**** TEXT PROVIDED

Sunday, November 25, 2007

Long or short crisis? Inflation or deflation?


An interesting post from Michael Panzner, commenting on the views of derivatives expert Satyajit Das. The latter thinks we're in for a 70s-style inflationary grind, whereas Mr Panzner leans towards a 30s-style deflation.

I am reminded of Borges' short story, "Pierre Menard, Author of the Quixote". In this, a modern author attempts to re-produce the 16th century novel "Don Quixote" by Cervantes: not copying - writing it again exactly, but as though for the first time ever. Since Menard is writing in a different period of history, the same words have quite different meanings, implications and associations. To pen the identical lines today, spontaneously, would involve a monstrous effort. So Borges' tale is a wonderful parable about the near-impossibility of our truly understanding the mindset of the past, and how history can never be quite repeated, because the present includes a knowledge of the past that it takes for its model.

For those reasons, we'll never have the Thirties again, or the Seventies; but we might have a retro revival. And the differences may be as significant as the similarities.

Ken Kesey's bus (named "Furthur"), and part of the commercialised modern follow-up

2 comments:

Nick Drew said...

This is a fascinating topic for rumination, and has several applications, IMHO.

********

▸ PROBLEM STATEMENT: Take the blog post on whether the coming crisis will bring inflation or deflation further, continuing from its last line.

**** DATA RECORDS

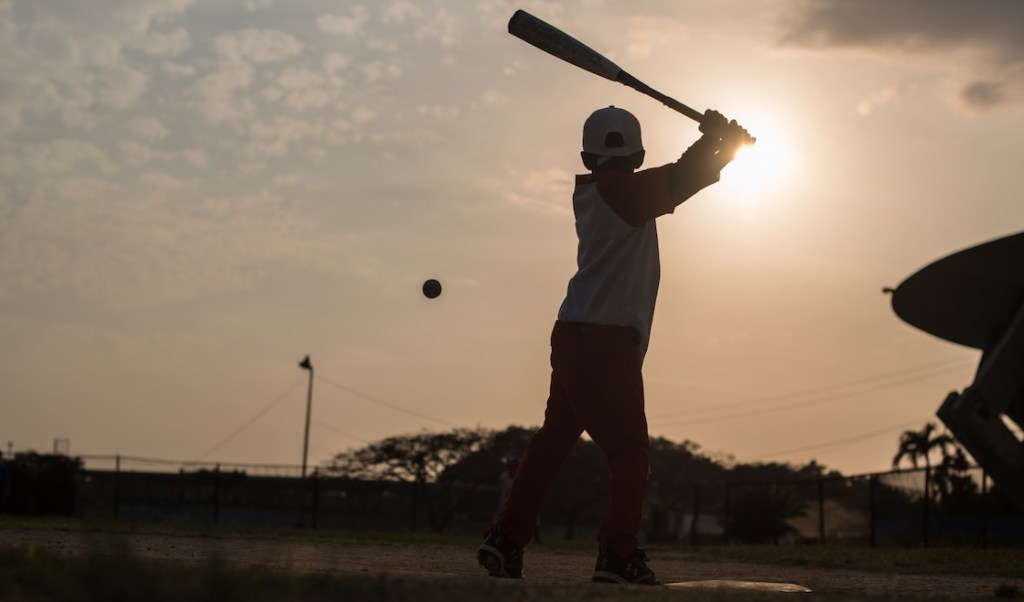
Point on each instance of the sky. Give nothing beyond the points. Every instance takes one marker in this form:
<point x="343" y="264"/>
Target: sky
<point x="195" y="195"/>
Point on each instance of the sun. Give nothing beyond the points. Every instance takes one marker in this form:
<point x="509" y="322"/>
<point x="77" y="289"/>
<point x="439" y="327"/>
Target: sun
<point x="761" y="170"/>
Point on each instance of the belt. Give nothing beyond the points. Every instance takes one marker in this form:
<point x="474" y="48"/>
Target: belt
<point x="584" y="329"/>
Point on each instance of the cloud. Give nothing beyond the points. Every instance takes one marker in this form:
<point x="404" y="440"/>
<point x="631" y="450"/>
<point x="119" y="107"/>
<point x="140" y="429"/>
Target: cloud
<point x="257" y="46"/>
<point x="978" y="46"/>
<point x="147" y="127"/>
<point x="344" y="26"/>
<point x="547" y="191"/>
<point x="92" y="240"/>
<point x="644" y="33"/>
<point x="165" y="44"/>
<point x="879" y="98"/>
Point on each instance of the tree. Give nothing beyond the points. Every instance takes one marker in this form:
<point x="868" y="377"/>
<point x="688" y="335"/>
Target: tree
<point x="421" y="459"/>
<point x="920" y="445"/>
<point x="679" y="476"/>
<point x="581" y="485"/>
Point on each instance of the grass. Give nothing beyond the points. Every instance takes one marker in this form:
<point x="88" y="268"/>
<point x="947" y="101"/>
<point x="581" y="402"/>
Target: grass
<point x="29" y="573"/>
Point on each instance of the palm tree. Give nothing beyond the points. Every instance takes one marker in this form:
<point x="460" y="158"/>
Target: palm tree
<point x="920" y="444"/>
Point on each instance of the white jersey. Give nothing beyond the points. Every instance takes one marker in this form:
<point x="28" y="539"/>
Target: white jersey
<point x="617" y="261"/>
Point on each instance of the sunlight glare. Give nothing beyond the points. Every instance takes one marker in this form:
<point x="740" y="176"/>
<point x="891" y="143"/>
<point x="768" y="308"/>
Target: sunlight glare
<point x="761" y="170"/>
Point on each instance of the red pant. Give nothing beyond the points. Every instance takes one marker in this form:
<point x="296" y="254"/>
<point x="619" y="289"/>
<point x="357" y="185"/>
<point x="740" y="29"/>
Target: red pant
<point x="596" y="386"/>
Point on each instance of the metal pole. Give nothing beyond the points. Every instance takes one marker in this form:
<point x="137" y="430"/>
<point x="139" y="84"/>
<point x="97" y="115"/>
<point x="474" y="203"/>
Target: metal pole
<point x="306" y="364"/>
<point x="821" y="511"/>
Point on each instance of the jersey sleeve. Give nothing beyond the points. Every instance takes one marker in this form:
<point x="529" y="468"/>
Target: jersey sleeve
<point x="640" y="197"/>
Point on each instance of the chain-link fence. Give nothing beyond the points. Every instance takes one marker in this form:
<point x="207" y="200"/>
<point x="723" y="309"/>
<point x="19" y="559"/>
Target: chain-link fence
<point x="921" y="507"/>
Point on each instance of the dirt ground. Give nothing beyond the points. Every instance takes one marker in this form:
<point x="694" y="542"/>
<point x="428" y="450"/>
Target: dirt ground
<point x="542" y="565"/>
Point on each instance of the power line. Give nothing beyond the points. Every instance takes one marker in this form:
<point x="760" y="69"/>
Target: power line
<point x="813" y="401"/>
<point x="379" y="401"/>
<point x="942" y="367"/>
<point x="341" y="432"/>
<point x="843" y="441"/>
<point x="249" y="423"/>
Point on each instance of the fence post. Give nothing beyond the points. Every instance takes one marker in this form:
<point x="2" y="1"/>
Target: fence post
<point x="216" y="495"/>
<point x="315" y="496"/>
<point x="696" y="515"/>
<point x="727" y="512"/>
<point x="117" y="486"/>
<point x="985" y="509"/>
<point x="926" y="509"/>
<point x="872" y="481"/>
<point x="821" y="511"/>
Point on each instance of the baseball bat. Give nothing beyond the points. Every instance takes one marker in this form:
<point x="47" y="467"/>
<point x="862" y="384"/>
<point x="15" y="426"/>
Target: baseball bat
<point x="557" y="43"/>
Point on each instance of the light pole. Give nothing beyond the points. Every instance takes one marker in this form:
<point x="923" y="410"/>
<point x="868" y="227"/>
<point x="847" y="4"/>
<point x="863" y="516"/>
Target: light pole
<point x="306" y="364"/>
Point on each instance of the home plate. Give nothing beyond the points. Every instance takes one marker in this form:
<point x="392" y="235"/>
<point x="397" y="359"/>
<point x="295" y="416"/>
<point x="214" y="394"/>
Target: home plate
<point x="735" y="585"/>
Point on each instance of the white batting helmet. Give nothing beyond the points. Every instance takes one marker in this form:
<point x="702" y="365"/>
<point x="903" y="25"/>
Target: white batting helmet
<point x="611" y="132"/>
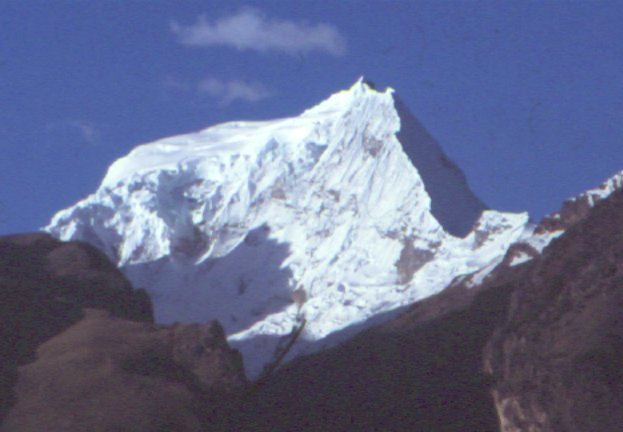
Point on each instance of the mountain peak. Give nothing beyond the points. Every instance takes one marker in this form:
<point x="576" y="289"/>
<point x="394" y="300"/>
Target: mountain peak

********

▸ ANSWER TO THIS PROBLEM:
Some 250 years ago Herder also suggested that it is effectively impossible truly to understand the past; but that it is the scholar's task to feel his way into every aspect to the maximum extent possible, to 'regenerate' that past as a whole.

I'd say there is a parallel challenge in trying to understand some of the positions we find ourselves in confrontation with in the present 'clash of cultures' - and that this might be of more iminent significance than some historical enquiries.

(not that I'm belittling the effort to predict what will happen next in the global economy, for which task all insights and pointers, from history and elsewhere, must surely be welcomed !)

Question: can we make substantial progress on these challenges without becoming moral relativists ?

Sackerson said...

Hi Nick:

I'm not entirely sure what moral relativism means. I think it's correct to say that you can't derive an "ought" from an "is", in which case (with an exception I'll come to) there is no morality at all - it's just what people like or don't like. Yes, there may be biological reasons why most of us share certain feelings about certain acts - but that's merely descriptive, not prescriptive.

Unless you postulate something that combines both "is" and "ought" - a Creator who is also the Lawgiver.

Now you certainly don't have to share that view, and being of a sceptical cast of mind I can't proclaim such a belief - nor its opposite.

There seems to be a fashion - a fad - for atheism in circles that think themselves sophisticated, and there must be a certain degree of fun in "bugging the squares" with bollocks about "embracing the dark". However, I don't think such people really follow their train of thought to its logical conclusion - as Mao did. Somebody once repeated to him the ethical principle that you should do unto others as you would wish them to do unto you, and he said it was his principle to do to others exactly what he did not wish them to do to himself. Is that where they wish to go? If not, perhaps we could have a little less preaching the darkness to the young in children's books.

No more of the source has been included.